THE TASK: Convert the lines below into a JSON list of strings, with one string per line and no entries for blank lines.

** Start LISTING **

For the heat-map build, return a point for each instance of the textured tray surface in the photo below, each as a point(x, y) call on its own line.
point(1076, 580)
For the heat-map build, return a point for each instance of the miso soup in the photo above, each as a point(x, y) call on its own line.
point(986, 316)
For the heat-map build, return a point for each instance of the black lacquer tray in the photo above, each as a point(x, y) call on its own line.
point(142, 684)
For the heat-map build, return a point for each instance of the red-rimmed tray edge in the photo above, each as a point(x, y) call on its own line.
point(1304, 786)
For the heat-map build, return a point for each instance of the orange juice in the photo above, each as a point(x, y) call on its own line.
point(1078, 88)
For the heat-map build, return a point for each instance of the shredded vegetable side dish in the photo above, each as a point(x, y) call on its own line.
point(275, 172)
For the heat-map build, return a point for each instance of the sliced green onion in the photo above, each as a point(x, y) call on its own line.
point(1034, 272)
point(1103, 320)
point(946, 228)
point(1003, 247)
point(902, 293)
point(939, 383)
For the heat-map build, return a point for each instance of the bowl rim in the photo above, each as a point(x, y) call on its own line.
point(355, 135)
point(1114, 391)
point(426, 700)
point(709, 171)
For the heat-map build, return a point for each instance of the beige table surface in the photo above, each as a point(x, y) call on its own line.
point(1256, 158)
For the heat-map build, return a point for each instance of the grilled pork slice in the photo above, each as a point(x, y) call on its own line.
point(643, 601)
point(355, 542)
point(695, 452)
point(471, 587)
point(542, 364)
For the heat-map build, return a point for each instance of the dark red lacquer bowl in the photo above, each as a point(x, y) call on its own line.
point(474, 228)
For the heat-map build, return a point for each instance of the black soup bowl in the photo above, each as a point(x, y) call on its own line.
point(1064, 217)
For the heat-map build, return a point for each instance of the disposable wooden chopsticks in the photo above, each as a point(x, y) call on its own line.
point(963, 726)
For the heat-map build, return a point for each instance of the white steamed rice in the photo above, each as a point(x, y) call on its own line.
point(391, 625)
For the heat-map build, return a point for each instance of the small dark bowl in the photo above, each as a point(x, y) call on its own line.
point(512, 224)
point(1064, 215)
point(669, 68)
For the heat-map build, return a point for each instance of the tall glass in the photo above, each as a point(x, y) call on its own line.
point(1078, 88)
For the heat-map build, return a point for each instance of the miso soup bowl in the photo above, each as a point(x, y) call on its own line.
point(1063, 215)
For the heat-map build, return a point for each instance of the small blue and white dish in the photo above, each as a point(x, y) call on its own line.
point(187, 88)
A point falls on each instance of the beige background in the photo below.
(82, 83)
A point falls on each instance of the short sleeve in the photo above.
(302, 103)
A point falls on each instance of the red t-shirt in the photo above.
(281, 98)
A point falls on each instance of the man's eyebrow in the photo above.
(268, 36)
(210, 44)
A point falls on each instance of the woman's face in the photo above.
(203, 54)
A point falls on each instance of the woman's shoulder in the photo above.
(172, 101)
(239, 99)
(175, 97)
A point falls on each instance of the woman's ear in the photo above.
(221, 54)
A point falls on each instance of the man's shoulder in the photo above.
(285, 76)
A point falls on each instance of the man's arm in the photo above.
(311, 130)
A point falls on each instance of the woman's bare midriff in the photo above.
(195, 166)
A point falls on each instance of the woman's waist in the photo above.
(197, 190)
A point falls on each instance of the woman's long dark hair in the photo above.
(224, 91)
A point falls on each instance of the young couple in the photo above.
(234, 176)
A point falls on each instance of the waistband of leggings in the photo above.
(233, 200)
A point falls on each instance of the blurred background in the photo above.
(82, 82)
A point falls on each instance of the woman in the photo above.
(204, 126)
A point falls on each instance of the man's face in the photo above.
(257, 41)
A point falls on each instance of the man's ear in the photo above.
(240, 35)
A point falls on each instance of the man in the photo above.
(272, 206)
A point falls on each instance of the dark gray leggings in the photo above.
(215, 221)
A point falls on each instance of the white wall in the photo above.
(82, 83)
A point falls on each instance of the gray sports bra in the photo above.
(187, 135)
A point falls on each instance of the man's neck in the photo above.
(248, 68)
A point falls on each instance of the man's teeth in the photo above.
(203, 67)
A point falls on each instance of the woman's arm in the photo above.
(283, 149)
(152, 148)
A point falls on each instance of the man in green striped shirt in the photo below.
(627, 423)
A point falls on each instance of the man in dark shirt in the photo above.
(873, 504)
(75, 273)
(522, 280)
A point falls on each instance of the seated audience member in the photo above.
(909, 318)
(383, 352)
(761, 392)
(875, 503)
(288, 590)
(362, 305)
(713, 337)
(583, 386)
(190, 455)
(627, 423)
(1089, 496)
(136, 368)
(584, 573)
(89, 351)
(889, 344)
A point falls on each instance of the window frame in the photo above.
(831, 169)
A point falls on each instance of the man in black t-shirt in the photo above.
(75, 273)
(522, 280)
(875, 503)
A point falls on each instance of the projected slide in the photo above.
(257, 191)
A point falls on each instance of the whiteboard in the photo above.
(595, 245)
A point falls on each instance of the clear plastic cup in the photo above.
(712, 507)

** End LISTING **

EXERCISE RESPONSE:
[
  "For the heat-map build, return a point for each instance of the textured tray surface in the photo below, each as a point(x, y) call on its own line.",
  "point(1076, 580)",
  "For the heat-map build, return a point for each instance of the miso soup in the photo above, each as a point(x, y) call on its own line.",
  "point(986, 316)",
  "For the heat-map build, return a point for each instance of the black lacquer tray in the photo above, each as a point(x, y) call on its own line.",
  "point(142, 684)",
  "For the heat-map build, return a point for each instance of the red-rimmed tray edge in the photo above, each as a point(x, y) call on its own line.",
  "point(1304, 786)",
  "For the heat-map build, return a point for each instance of the orange juice in the photo above, each as a point(x, y) call on its own line.",
  "point(1078, 88)",
  "For the heat-map build, return a point for each instance of the shredded vegetable side dish in the photo above, each as a point(x, y) call on its own line.",
  "point(275, 172)",
  "For the heat-map build, return a point for each instance of the sliced green onion in the photo above, each as a point(x, y) call on its own line.",
  "point(1034, 272)",
  "point(1103, 320)",
  "point(946, 228)",
  "point(1003, 247)",
  "point(902, 293)",
  "point(939, 383)",
  "For the heat-map build, return a point for each instance of the bowl rim in the photo above, each as a point(x, y) call on its own line.",
  "point(355, 135)",
  "point(1114, 391)",
  "point(426, 700)",
  "point(709, 171)",
  "For the heat-map build, return a point for each instance of the beige table surface in the photo above, each as a point(x, y) call on its own line.",
  "point(1256, 158)",
  "For the heat-map build, return a point for each instance of the grilled pork slice in the photo above, each as a point(x, y) call on its own line.",
  "point(643, 601)",
  "point(355, 542)",
  "point(695, 452)",
  "point(471, 587)",
  "point(542, 364)",
  "For the heat-map build, return a point for each instance of the dark red lacquer bowl in the photo above, each as a point(x, y) call on its own line.",
  "point(474, 228)",
  "For the heat-map build, return a point for each instance of the black soup bowl in the photo above, each as a point(x, y) call on its own line.",
  "point(1064, 217)",
  "For the heat-map build, return a point for each instance of the disposable wooden chopsticks in the photo above, each as a point(x, y) call on its own line.",
  "point(963, 726)",
  "For the heat-map build, return a point for each instance of the white steamed rice in the photo above, each as a point(x, y) call on its own line.",
  "point(391, 625)",
  "For the heat-map build, return a point for each instance of the small dark bowl in the photo above, each as a point(x, y) call on its own line.",
  "point(512, 224)",
  "point(1064, 215)",
  "point(669, 68)",
  "For the heat-map build, return a point for each instance of the tall glass in the photo above, each as a point(x, y) call on its own line.",
  "point(1078, 88)",
  "For the heat-map build, return a point for each instance of the miso soup bowl in the photo above, each as a point(x, y) call on its own line.",
  "point(1063, 215)",
  "For the heat-map build, return a point for each instance of the small blue and white dish in the photo above, each as a point(x, y) call on its own line.",
  "point(187, 88)",
  "A point falls on each instance of the beige background in the photo below.",
  "(82, 83)",
  "A point falls on each instance of the short sleeve in the photo above.",
  "(302, 103)",
  "A point falls on each instance of the red t-shirt in the photo above.",
  "(281, 98)",
  "A point falls on each instance of the man's eyebrow in the photo above.",
  "(268, 36)",
  "(210, 44)",
  "A point falls on each instance of the woman's face in the photo above.",
  "(203, 54)",
  "A point falls on each instance of the woman's shoulder in the photo above.",
  "(172, 101)",
  "(239, 99)",
  "(175, 97)",
  "A point falls on each instance of the woman's ear in the photo above.",
  "(221, 54)",
  "A point falls on each instance of the man's shoulder in the photo above.",
  "(285, 76)",
  "A point falls on each instance of the man's arm in the photo above.",
  "(311, 130)",
  "A point falls on each instance of the woman's bare midriff in the photo above.",
  "(195, 166)",
  "A point falls on each instance of the woman's waist in the photo above.",
  "(197, 190)",
  "A point falls on each instance of the woman's long dark hair in the photo above.",
  "(224, 91)",
  "A point falls on each instance of the young couple in the photo above.",
  "(234, 176)",
  "A point falls on each instance of the waistband of leggings in the photo above.",
  "(233, 200)",
  "A point falls on each instance of the blurred background in the photo above.",
  "(82, 82)",
  "A point falls on each instance of the woman in the photo above.",
  "(204, 126)",
  "A point falls on each instance of the man's face in the photo above.",
  "(257, 41)",
  "A point falls on each instance of the man's ear in the photo above.",
  "(240, 35)",
  "A point falls on each instance of the man in the photo above.",
  "(272, 206)",
  "A point falls on each instance of the dark gray leggings in the photo above.",
  "(215, 221)",
  "A point falls on each instance of the white wall in the photo above.",
  "(82, 83)",
  "A point falls on each instance of the gray sports bra in the photo above.",
  "(187, 135)",
  "A point falls on each instance of the man's neck in the photo above.",
  "(248, 68)",
  "A point falls on each instance of the man's teeth in the photo above.",
  "(203, 67)",
  "A point falls on each instance of the woman's arm in the photo above.",
  "(283, 149)",
  "(152, 148)",
  "A point falls on each instance of the man in green striped shirt in the photo below.",
  "(627, 423)",
  "A point falls on each instance of the man in dark shirt in the photo above.",
  "(873, 504)",
  "(75, 273)",
  "(522, 280)",
  "A point falls on each instance of the seated audience member in the photo above.",
  "(909, 318)",
  "(383, 352)",
  "(761, 392)",
  "(875, 503)",
  "(288, 590)",
  "(362, 305)",
  "(713, 337)",
  "(583, 386)",
  "(190, 455)",
  "(627, 423)",
  "(1089, 496)",
  "(136, 368)",
  "(584, 573)",
  "(89, 351)",
  "(889, 344)",
  "A point falls on each instance of the window frame in the photo above.",
  "(831, 169)",
  "A point falls on each instance of the man in black t-shirt in the photo above.",
  "(75, 273)",
  "(522, 280)",
  "(875, 503)",
  "A point falls on each instance of the projected slide in the photo above.",
  "(257, 191)",
  "A point falls on each instance of the whiteboard in the photo above.",
  "(595, 245)",
  "A point falls on each instance of the clear plastic cup in the photo above.",
  "(712, 507)"
]